SELECTED EXCERPT:
## START

She's been a sitter, probably needs a Top Overhaul??

Normally you'd think there would be 8 cam lobes to operate a 4 cylinder opposed engine, except that two of the cam lobes on a 4 cyl Lycoming cam are used to operate two valves each on opposite sides of the engine. The cam turns CW when viewed from the rear. Usually it will be one of these lobes that will be the first to have scoring or corrosion problems. If you only want to check one cylinder, this suggests that you might remove the number 2 or number 3 cylinder to see the condition of a most heavily used cam and lifter set. The most likely scored cylinder will be on the left side of the engine and that would give you a chance to check for that also. Your mechanic may have a favorite one to check too.
 
Why not get an A&P mentor who will supervise what you do?

Some folks just don't know what they don't know.

Owner assist is the way to go for sure.
 
The year of the cam is probably a better determiner if it will go south. There is a trend that Lycoming cams from the 1990s to some of the 2000s have bad metallurgy. Also if you are running it with sticky valves then that is a cam killer. So $1000 for new cylinders /$500 to rebuild. If they are on a mooney IO-360 High Horsepower they are $2000 new.
 
She's a Sitter Queen!
Doesn't run on kerosene
Cylinders are all unclean
Guaranteed to blow your dime!
Anytime!

now that was some poetic justice!
I think that I will find a sitter queen as a project plane at a major discount to fix up once I have my A&P.

## END

EXTRACTED RECORDS:
## START

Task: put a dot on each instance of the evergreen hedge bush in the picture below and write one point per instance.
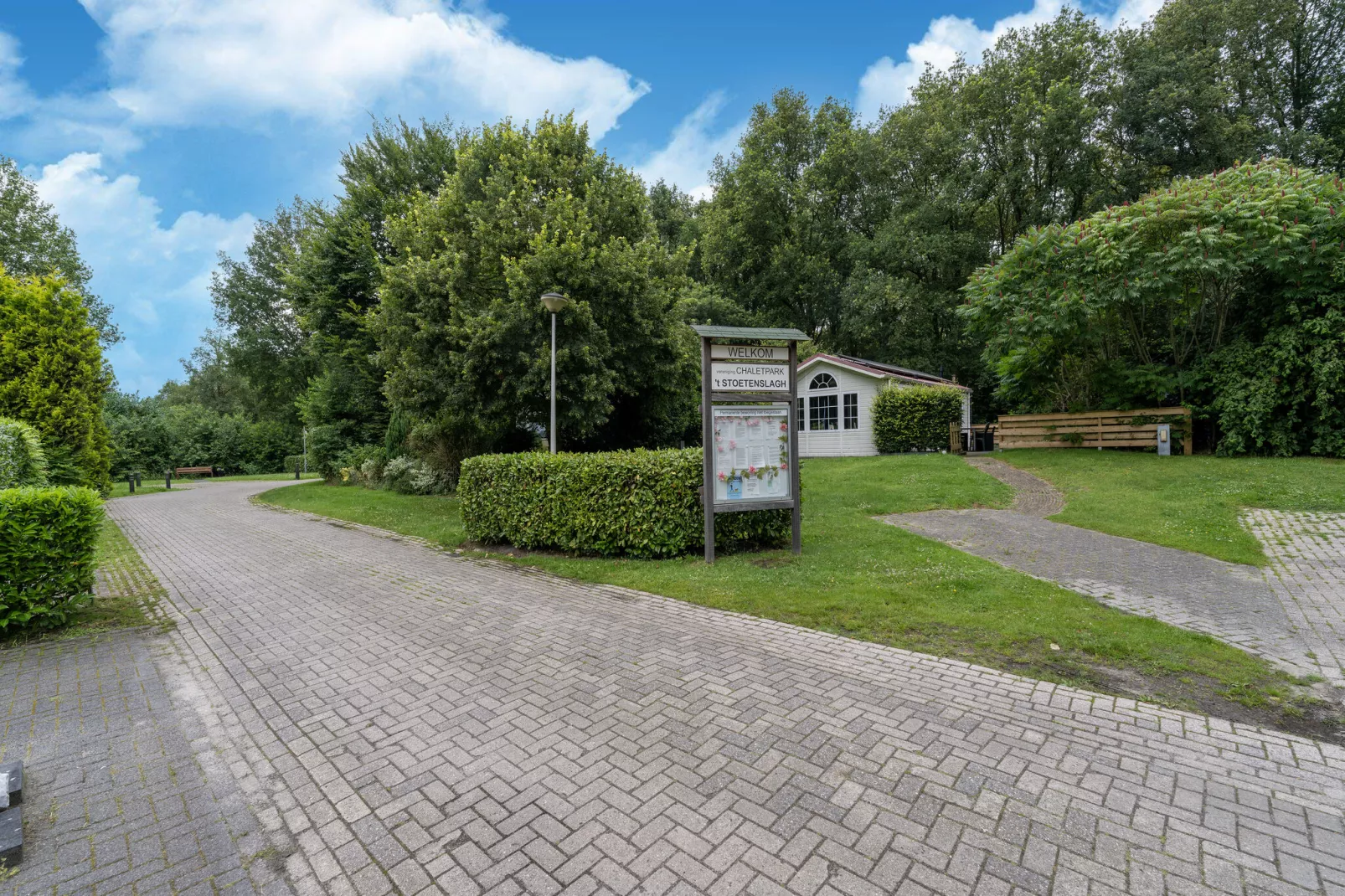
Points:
(49, 538)
(915, 417)
(634, 503)
(22, 459)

## END

AIM OF THE EXERCISE:
According to the forum thread, which direction does the cam turn when viewed from the rear? Rely only on the forum thread above, not on the items.

OUTPUT FOR THIS EXERCISE:
Clockwise.